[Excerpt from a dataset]
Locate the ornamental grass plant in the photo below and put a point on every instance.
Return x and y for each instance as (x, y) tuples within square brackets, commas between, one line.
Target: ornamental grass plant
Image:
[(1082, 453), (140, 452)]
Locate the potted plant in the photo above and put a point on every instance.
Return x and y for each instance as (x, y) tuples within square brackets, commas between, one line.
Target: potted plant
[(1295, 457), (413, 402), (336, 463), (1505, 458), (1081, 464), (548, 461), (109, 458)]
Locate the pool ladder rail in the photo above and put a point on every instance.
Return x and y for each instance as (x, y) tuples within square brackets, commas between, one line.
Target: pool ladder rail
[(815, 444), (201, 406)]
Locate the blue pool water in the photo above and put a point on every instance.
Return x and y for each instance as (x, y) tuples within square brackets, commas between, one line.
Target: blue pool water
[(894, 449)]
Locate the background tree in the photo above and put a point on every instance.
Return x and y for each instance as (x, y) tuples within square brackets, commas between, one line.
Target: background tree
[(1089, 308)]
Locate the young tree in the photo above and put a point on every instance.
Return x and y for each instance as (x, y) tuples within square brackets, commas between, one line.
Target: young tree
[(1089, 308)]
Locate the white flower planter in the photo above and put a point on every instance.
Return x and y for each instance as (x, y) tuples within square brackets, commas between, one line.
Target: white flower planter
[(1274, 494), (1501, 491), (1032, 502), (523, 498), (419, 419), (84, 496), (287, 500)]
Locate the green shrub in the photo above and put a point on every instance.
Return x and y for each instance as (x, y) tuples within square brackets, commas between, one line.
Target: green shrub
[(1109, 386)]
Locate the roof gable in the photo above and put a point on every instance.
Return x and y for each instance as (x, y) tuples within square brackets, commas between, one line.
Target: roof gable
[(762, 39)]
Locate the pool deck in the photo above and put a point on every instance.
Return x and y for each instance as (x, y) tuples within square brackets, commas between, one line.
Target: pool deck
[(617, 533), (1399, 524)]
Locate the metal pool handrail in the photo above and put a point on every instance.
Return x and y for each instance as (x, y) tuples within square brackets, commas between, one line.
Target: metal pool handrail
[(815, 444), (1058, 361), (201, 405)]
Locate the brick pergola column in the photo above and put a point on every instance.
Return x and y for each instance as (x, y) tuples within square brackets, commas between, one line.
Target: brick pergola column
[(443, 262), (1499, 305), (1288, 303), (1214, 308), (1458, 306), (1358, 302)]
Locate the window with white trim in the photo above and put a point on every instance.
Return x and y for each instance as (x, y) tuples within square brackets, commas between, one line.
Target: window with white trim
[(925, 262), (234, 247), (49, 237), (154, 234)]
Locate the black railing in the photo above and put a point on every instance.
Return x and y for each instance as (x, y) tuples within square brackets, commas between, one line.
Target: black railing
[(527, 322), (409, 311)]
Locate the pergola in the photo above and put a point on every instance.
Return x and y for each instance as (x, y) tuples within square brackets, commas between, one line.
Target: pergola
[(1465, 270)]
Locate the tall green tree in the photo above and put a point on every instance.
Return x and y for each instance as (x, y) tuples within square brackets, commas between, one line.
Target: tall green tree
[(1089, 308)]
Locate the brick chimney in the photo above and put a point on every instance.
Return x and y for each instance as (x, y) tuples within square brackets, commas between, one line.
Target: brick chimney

Problem statement → Reproduce all of the material above with "put a point" switched to "place a marker" wherever it occurs. Change nothing else.

Task solution →
Locate the ornamental grass plant in the photo below and place a marker on every instance.
Return x and y for each instance as (x, y) tuples within square brackets, commas between, one line.
Target: ornamental grass plant
Image:
[(1082, 453), (140, 452)]
Locate the potted plant in the photo above and place a marker on every instance.
Return x and y for each instance as (x, y) tuples within square brackets, commas between, one line.
Target: potted plant
[(1295, 457), (413, 402), (336, 463), (1505, 458), (1081, 464), (548, 461), (109, 458)]
Locate the pool ladder rail in the photo above and place a marker on every instance.
Return x and y for each instance as (x, y) tuples within square brackets, commas between, one line.
Target: pool ladder rail
[(815, 444), (201, 406)]
Locate the blue pool water in the photo above and place a marker on every instance.
Return x and y for each instance as (x, y) tuples within square brackets, commas between, one line.
Target: blue pool water
[(894, 449)]
Locate the background tree in the photo above and place a marker on every instance.
Return x and y for each instance as (x, y) tuples within square brackets, commas between, one line.
Target: background tree
[(1089, 308)]
Locate the young tree in the photo above and place a marker on every instance.
Return x and y for each instance as (x, y) tuples within square brackets, commas between, one line.
Target: young tree
[(1089, 308)]
Locate the white flower planter in the photo above and place a marker on every instance.
Return x and y for each instance as (x, y) tuples within square brackets, commas between, one line.
Target: white flower planter
[(1274, 494), (1501, 491), (1032, 502), (523, 498), (419, 419), (84, 496), (287, 500)]
Locate the green shrub in the photo above and place a marker on every instance.
Return x and y for each instance as (x, y) tuples within square brackets, commas between, one line.
Target: green shrub
[(1109, 386)]
Locate the roof gable in the photo above and place a marker on every instance.
Return x and y for each instance as (x, y) tuples within square brackets, commas between, one line.
Target: roof gable
[(762, 39)]
Locate the pool deck in the photo above and place a marker on every instance.
Return x and y for each instance as (x, y) tuples within square brackets, commas between, one line.
Target: pool deck
[(617, 533), (1399, 524)]
Locate the metal pool handrail in the photo above and place a marker on every instance.
Return x and y for each instance as (x, y) tuples within square brackets, commas between, one line.
Target: metal pool handrail
[(815, 444), (1058, 361), (201, 405)]
Locate the brick pergola column in the photo above and place a marker on every instance.
Return x and y for each instance as (x, y) tuples within square brackets, commas between, one line.
Target: brick pergola column
[(443, 262), (1499, 305), (1288, 303), (1214, 308), (1458, 306), (1358, 302)]
Locate the window with white trim in the photo above and place a marker on every instance.
Return x and y for each instance as (x, y) tuples within square brackets, commas between, one line.
Target: window with white trim
[(925, 262), (234, 247), (49, 237), (154, 234)]
Locate the black railing in the photo above and place a marker on every instance.
Return x and y for each instance as (x, y) tuples within square brackets, commas between, one line.
Target: black railing
[(527, 322), (409, 311)]
Locate the pergola in the photo above and place a marker on every instance.
Return x and y for each instance as (x, y) tuples within square brackets, commas between, one line.
Target: pergola
[(1465, 270)]
Locate the tall green tree in the photo above and place a marker on every instance.
Return x and y for each instance as (x, y) tuples within square brackets, commas between, one line.
Target: tall green tree
[(1089, 308)]
Locate the brick chimney in the photo above and place a marker on every instance.
Return x and y for each instance as (x, y) tuples within square brackets, commas between, one line.
Target: brick chimney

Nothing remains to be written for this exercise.